● Action item
This exercise asks for the records to be retyped exactly as they read.

(Beginning of Data for this task)

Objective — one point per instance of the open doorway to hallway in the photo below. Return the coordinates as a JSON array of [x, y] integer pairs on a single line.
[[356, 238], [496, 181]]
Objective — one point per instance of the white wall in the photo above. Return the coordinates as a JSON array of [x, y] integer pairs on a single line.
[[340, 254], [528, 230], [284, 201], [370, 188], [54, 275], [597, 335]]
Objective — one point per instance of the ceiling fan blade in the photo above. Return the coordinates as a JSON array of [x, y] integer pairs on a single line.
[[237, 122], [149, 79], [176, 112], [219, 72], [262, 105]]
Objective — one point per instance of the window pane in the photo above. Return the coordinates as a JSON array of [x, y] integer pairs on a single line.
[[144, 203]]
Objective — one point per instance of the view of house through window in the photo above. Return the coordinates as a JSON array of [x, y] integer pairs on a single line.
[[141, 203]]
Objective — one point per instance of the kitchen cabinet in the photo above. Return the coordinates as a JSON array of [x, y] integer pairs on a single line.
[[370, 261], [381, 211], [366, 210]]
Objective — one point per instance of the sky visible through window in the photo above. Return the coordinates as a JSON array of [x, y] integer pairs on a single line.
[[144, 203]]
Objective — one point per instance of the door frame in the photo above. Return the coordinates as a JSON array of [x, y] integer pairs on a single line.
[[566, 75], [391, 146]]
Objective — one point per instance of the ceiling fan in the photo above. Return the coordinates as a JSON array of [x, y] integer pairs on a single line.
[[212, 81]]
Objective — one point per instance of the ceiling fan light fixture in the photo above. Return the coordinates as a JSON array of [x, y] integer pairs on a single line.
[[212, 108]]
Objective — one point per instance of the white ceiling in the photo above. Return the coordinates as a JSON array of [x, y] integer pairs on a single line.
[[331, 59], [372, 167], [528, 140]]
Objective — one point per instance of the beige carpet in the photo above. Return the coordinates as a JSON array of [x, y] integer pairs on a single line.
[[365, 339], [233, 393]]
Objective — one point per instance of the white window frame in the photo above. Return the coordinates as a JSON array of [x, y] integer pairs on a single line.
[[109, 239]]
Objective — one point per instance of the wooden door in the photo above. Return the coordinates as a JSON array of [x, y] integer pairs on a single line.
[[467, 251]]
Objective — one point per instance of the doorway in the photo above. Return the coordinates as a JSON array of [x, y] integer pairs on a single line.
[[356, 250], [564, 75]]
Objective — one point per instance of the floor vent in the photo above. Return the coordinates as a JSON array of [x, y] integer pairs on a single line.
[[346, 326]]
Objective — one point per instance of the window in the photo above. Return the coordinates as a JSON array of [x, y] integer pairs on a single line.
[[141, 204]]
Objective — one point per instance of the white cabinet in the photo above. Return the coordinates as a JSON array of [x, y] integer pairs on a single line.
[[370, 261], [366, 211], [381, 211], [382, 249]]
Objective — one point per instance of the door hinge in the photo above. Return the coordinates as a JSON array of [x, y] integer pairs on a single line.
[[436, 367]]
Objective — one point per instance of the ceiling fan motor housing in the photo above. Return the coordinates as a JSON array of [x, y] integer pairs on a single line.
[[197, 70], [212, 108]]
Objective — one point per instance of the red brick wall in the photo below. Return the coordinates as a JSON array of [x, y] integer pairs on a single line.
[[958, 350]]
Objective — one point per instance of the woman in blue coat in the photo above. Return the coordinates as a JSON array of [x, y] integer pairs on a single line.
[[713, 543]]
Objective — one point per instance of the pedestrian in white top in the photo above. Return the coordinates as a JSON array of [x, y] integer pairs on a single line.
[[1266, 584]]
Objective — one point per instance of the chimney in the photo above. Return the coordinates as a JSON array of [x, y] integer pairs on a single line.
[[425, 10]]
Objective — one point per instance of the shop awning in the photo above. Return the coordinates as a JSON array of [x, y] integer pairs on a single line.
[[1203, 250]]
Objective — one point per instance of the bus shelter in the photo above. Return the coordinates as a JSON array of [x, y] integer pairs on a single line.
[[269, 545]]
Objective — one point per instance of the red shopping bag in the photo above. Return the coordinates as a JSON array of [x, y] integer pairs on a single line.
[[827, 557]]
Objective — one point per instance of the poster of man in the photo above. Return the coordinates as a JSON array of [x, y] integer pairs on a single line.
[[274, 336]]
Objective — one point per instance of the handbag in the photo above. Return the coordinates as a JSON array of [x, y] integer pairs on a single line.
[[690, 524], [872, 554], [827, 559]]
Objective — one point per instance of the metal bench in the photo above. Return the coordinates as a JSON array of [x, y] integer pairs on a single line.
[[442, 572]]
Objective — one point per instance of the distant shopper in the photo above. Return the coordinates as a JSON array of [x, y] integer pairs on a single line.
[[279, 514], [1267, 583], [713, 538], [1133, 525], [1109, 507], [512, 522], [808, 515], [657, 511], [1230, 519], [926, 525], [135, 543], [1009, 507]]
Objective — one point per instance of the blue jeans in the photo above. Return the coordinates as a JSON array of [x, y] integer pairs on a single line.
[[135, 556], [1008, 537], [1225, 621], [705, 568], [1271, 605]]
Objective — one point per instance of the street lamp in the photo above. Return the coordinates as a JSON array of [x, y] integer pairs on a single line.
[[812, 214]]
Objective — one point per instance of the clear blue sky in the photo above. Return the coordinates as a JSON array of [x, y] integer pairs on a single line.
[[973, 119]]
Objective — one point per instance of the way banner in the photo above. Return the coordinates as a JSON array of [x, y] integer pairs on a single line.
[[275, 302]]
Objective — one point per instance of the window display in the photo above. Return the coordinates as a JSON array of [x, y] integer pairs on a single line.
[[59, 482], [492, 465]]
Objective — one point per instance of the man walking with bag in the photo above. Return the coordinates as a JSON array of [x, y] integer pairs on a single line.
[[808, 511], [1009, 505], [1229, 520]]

(End of Data for this task)

● Exercise result
Objective — one point per instance of the open doorway to hallway in the photo below. Return the coordinates as a JSON array of [x, y] integer pairs on a single line.
[[356, 238], [496, 181]]
Objective — one point per instance of the white wall in the photo above. Return the coordinates as a JSON array of [x, y] integer pairs on a single line.
[[340, 254], [528, 230], [284, 201], [370, 188], [54, 275], [597, 335]]
Objective — one point per instance of the ceiling fan blade in the photo above. Return the coordinates as a JSON array of [x, y] integer pairs on a single line.
[[237, 122], [149, 79], [176, 112], [219, 72], [262, 105]]
Objective — one point per instance of the window pane in the photo above. Return the coordinates as a JSON array of [x, y] integer pairs on a single line.
[[144, 203]]
Objective — one point per instance of the view of house through window in the photo above. Return the coordinates as a JSON array of [x, y] integer pairs on a single line.
[[141, 203]]
Objective — one point per instance of the kitchen cabinet in the photo above. Return the coordinates as a JSON array of [x, y] integer pairs on a single line.
[[370, 261], [381, 211], [366, 210]]
Objective — one point per instance of the sky visible through window in the photo above. Return the coordinates as a JSON array of [x, y] integer pairs on a single line.
[[144, 203]]
Objective — one point per instance of the door frame in the photo above. Return the coordinates as a JSON array of [x, y] integer pairs on a single line.
[[566, 75], [391, 146]]
Objective — one point per instance of the ceiling fan in the photo above. Return the coordinates as a JSON array of [x, y] integer pairs on a single line.
[[212, 81]]
Objective — one point per instance of the ceiling fan light fixture in the photo above. Return the coordinates as a JSON array of [x, y] integer pairs on a single line.
[[212, 108]]
Objective — one point per instance of the white ceiling in the photo above. Return the coordinates as a JSON array of [x, y] integer pairs on a single line.
[[331, 59], [372, 167], [528, 140]]
Objective — one point per instance of the beige carpet in the photo above. Return the coordinates as a JSON array of [x, y] integer pairs on a single line.
[[365, 339], [233, 393]]
Objective — one point per instance of the white window frame in the photo above. Return the coordinates as a JSON array of [x, y] integer pairs on a single line.
[[109, 239]]
Objective — one point per instance of the wooden door in the photo above. Return the coordinates as a JSON array of [x, y] integer pairs on a single line.
[[467, 251]]
Objective — one point per instance of the doorway in the photo above. Return the coordinates as a JSON array of [x, y] integer pairs on a single line.
[[356, 250], [564, 75]]
Objective — one point per instance of the floor vent in the photo above. Return the coordinates as a JSON array of [x, y] integer pairs on a single line.
[[346, 326]]
Objective — one point per instance of the window in the photo above. Return the coordinates as a JSON array of [x, y] integer pairs on a single line.
[[141, 204]]
Objective — one point per instance of the white cabinet in the photo above. Return the coordinates as a JSON array of [x, y] integer pairs on a single line.
[[370, 261], [366, 211], [381, 211], [382, 249]]
Objective — one point per instance of the door hinge in the photo above. Return the coordinates as a JSON array of [x, y] integer pairs on a single line.
[[436, 367]]
Objective — one point per instance of the ceiling fan motor housing in the photo above. Return the coordinates as a JSON array of [x, y] integer pairs on a single line.
[[197, 70], [212, 108]]
Objective — one point per instance of the red brick wall in the photo below. Return the coordinates as a JSON array of [x, y] integer pairs on a single line.
[[958, 350]]
Objective — one point per instance of the woman in blue coat in the photo above. Return the coordinates as a JSON array of [x, y] integer pairs on a single line.
[[713, 543]]
Objective — one point per instance of the pedestrian in white top in the photo above. Return the coordinates as a JSON array of [x, y] integer pairs on a single line.
[[1266, 584]]
Objective — one point per instance of the chimney in the photo above. Return the coordinates as a JSON array of [x, y] integer pairs on a single line.
[[425, 10]]
Objective — one point per instance of the shop awning in the photo above. Return the coordinates as a JSON array of [x, y] integer pairs on a single line.
[[1203, 250]]
Objective — one point per instance of the bus shelter in the photo above. Return the coordinates as a JSON array of [x, y] integer pairs on a single line.
[[269, 545]]
Objective — one point per instance of the red shopping bag in the photo above. Return the coordinates as a JSON array of [x, y] integer pairs on a single line.
[[827, 557]]
Objective — one point per instance of the poster of man in the photo above. Return the coordinates as a JSON array of [x, y] integer pairs on a single line.
[[274, 336]]
Objective — one point per instance of the handbag in the photo above. Return the coordinates as a JSON array of [x, y] integer pairs on a single line.
[[690, 524], [872, 554], [827, 559]]
Objective — one point per instance of the metal bench in the photo above. Return the coordinates as a JSON array of [x, y] integer pairs on a single line.
[[442, 572]]
Objective — one point per instance of the distant shopper in the photo above. Return the coordinates as a JSON array of [x, y] integer pairs on a single line.
[[279, 514], [1267, 583], [713, 538], [1133, 525], [1109, 507], [512, 522], [808, 515], [657, 511], [1230, 519], [926, 525], [135, 543], [1009, 507]]
Objective — one point per instance of the blue jeans in the photo above. Return the coordinates as a JSON array of [x, y] integer pairs on a single line.
[[135, 556], [1008, 537], [1225, 621], [705, 568], [1271, 605]]
Objective — one point per instance of the street lamp in the photo above. Return the coordinates as a JSON array of [x, y] integer pairs on a single line.
[[812, 214]]
Objective — one point per instance of the clear blue sky in the photo above. Return the coordinates as a JSON array of [x, y] integer pairs on a single line.
[[973, 119]]
Objective — one point per instance of the way banner in the photo above. Return the coordinates as a JSON array of [x, y] integer pairs on a single line.
[[275, 302]]
Objective — one point per instance of the window display in the photo above. Return the coordinates as a JSON array of [x, y] integer pairs on a single line.
[[59, 482], [492, 465]]
Objective — one point per instance of the man walking with bag in the photo above. Return the coordinates as a JSON array of [x, y] integer pairs on a single line.
[[808, 511], [1009, 505], [1229, 520]]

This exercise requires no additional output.